» **Dataset rows**:
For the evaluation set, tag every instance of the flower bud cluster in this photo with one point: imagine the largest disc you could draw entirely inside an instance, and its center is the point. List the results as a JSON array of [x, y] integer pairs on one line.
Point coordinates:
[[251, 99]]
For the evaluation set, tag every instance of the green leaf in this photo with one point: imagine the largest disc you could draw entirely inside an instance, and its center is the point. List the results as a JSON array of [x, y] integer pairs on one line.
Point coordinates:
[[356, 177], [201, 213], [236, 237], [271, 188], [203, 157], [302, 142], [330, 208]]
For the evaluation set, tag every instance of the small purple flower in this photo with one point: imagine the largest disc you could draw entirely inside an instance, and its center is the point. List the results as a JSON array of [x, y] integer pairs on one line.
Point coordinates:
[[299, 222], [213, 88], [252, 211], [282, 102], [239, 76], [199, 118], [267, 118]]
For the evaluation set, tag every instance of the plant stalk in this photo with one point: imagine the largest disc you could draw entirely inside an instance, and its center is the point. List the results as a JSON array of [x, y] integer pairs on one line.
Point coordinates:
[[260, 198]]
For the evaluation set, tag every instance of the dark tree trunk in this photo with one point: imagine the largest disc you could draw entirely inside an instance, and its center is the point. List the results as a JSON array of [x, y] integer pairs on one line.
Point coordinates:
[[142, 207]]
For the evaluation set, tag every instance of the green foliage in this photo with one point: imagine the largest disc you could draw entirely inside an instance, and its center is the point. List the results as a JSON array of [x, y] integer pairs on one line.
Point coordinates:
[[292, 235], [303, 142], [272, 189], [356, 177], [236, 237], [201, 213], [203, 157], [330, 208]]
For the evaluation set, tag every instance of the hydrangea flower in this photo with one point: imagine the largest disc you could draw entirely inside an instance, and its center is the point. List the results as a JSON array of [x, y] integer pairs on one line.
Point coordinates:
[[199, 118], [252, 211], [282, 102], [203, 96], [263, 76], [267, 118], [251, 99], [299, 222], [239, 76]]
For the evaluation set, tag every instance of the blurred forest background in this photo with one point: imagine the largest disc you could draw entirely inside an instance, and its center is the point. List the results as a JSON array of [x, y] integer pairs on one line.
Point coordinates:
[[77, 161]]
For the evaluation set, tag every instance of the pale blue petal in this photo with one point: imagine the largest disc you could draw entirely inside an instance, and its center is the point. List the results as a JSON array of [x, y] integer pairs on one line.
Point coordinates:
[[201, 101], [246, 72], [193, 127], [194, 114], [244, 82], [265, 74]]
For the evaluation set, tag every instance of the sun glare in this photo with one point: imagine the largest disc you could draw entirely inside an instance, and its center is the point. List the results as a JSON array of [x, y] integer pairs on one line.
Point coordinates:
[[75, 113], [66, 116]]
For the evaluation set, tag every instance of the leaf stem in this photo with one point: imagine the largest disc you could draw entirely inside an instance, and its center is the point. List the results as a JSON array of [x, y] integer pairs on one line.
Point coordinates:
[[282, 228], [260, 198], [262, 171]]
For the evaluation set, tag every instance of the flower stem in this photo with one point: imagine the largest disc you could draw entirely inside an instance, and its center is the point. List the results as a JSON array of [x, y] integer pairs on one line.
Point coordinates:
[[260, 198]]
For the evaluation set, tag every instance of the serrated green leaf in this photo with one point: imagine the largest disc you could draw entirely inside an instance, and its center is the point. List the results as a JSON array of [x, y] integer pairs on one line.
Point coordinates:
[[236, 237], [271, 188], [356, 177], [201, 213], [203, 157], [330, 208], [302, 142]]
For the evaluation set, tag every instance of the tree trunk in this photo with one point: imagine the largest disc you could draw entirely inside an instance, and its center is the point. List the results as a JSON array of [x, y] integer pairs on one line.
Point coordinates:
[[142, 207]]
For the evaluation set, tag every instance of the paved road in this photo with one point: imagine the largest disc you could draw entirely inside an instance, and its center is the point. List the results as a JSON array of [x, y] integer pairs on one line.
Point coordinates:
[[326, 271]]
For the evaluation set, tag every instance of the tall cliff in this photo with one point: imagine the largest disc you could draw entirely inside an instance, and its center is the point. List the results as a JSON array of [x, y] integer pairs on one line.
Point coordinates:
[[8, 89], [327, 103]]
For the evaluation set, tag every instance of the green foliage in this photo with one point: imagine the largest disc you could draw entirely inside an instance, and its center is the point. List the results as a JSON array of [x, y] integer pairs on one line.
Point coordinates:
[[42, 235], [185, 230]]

» **To do**:
Reproduce every line above word for word, changing nothing.

» **Task solution**:
For the evaluation set, tag every instance of the flower bud cluster in this photo with one point: imagine the largest disc you could draw entirely inside an instance, and its center is the point. List the results as a JSON array of [x, y] integer pairs on one line.
Point coordinates:
[[251, 99]]
For the evaluation set, tag every instance of the green leaf in this photo with one point: imagine the largest disc you could draw entirely inside an instance, and its center is the point. List the results as a JSON array of [x, y] integer pairs on one line.
Point coordinates:
[[356, 177], [201, 213], [236, 237], [271, 188], [203, 157], [302, 142], [330, 208]]
For the evaluation set, tag every instance of the small purple flower in this photo with one point: imagine the largest disc you could draw entirely inside an instance, and its center is the point. List the results as a JSON array of [x, y] integer pairs on one line.
Point coordinates:
[[299, 222], [213, 88], [252, 211], [282, 102], [239, 76], [199, 118], [267, 118]]
For the evaluation set, tag every instance of the plant stalk in this photo with one point: imagine the largest disc you could draw entirely inside an instance, and its center is the point. List the results as a JSON array of [x, y] integer pairs on one line.
Point coordinates:
[[260, 198]]
For the evaluation set, tag every instance of the dark tree trunk in this photo with one point: imagine the largest disc you could draw entirely inside an instance, and its center is the point. List the results as a JSON array of [x, y] integer pairs on one line.
Point coordinates:
[[142, 207]]
For the evaluation set, tag every instance of the green foliage in this photo with one point: imagine the largest disc you could draw entirely inside an instance, and its center is the point. List the results as a JSON array of [x, y] integer pairs on one line.
Point coordinates:
[[292, 235], [303, 142], [272, 189], [356, 177], [236, 237], [201, 213], [203, 157], [330, 208]]
For the evaluation set, tag every instance of the hydrangea flower in this photo with one point: imagine the largest disc you could draw entirely inside an instance, and its center is the point. List the results as a JSON array of [x, y] integer pairs on one line.
Point coordinates:
[[199, 118], [252, 211], [282, 102], [203, 96], [263, 76], [267, 118], [251, 99], [299, 222], [239, 76]]
For the evaluation set, tag every instance of the blurred forest background in this photo with one point: imagine the largest disc you could draw entirely inside an instance, and its center is the point. List the results as a JSON array of [x, y] integer pairs on one line.
Point coordinates:
[[77, 161]]
For the evaluation set, tag every instance of the pale blue petal in this photo with one point: imagine the largest disc you could draw entirely inside an instance, and its center is the point. List the results as a JSON array of [x, y] integer pairs on one line.
Point coordinates:
[[201, 101], [246, 72], [193, 127], [194, 114], [244, 82], [265, 74]]
For the evaluation set, tag every instance of the sun glare in this photo with one point: imagine the largest disc you could draw entirely inside an instance, and its center is the point. List the results as a JSON array of [x, y] integer pairs on one line.
Point coordinates:
[[75, 113], [66, 116]]
For the evaluation set, tag every instance of the leaf stem in this photo with one point: imagine the largest disc you could draw entirely inside an instance, and its center is the point. List the results as a JSON array of [x, y] integer pairs on one line.
Point coordinates:
[[282, 228], [260, 198], [262, 171]]
For the evaluation set, tag every instance of the flower stem in this photo with one point: imagine the largest disc you could draw entirely inside an instance, and its center is the point. List the results as a JSON array of [x, y] integer pairs on one line.
Point coordinates:
[[260, 198]]
For the evaluation set, tag every instance of the serrated green leaf in this photo with one point: imagine the largest disc you could draw entirely inside an instance, and its center is the point. List the results as a JSON array of [x, y] integer pairs on one line.
Point coordinates:
[[236, 237], [271, 188], [356, 177], [201, 213], [203, 157], [330, 208], [302, 142]]
For the evaluation set, tag every instance of the tree trunk in this photo with one point: imagine the largest disc you could draw entirely inside an instance, and its center is the point. List the results as a JSON array of [x, y] integer pairs on one line.
Point coordinates:
[[142, 207]]
For the evaluation set, tag every instance of the paved road in this photo with one point: imagine the largest disc you could draw entirely inside an instance, and its center is the point. List the results as a JSON array of [x, y] integer pairs on one line.
Point coordinates:
[[326, 271]]
For the evaluation set, tag every instance of the tall cliff in this photo with one point: imagine the largest disc you could draw entirely inside an instance, and its center is the point. List the results as a JSON array of [x, y] integer pairs on one line.
Point coordinates:
[[8, 89], [327, 103]]
For the evaluation set, tag every instance of the green foliage in this photo with one point: imagine the largest disc you could draw entirely inside an instance, and its center is the point. List the results as a JSON array of [x, y] integer pairs on one line.
Point coordinates:
[[42, 235], [185, 230]]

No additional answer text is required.